TASK TO CARRY OUT =>
Extract each line of the material below that contains the word "fold". Only matches with the same capitalization count.

INPUT =>
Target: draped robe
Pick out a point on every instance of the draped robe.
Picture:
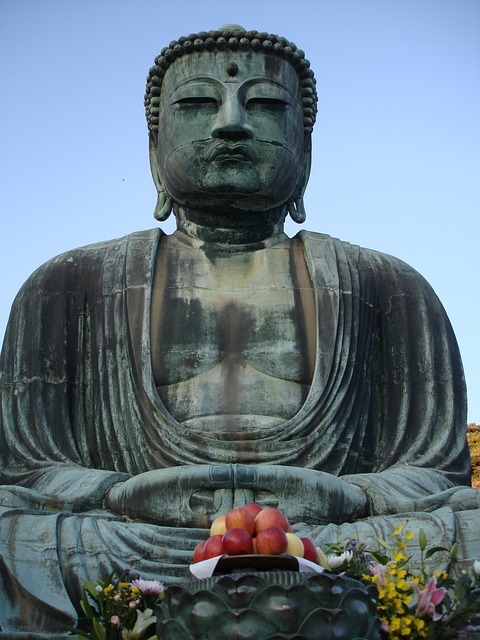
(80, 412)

...

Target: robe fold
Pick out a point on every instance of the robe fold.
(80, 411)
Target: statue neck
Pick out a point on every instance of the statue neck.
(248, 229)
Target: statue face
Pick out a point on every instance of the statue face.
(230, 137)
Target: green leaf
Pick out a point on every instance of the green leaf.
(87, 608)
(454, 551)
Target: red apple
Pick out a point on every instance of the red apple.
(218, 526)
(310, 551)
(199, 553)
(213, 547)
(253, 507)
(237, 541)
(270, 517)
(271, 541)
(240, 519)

WRITTEN SOLUTION =>
Target: robe fold
Pick out a point on every instance of the robe fold.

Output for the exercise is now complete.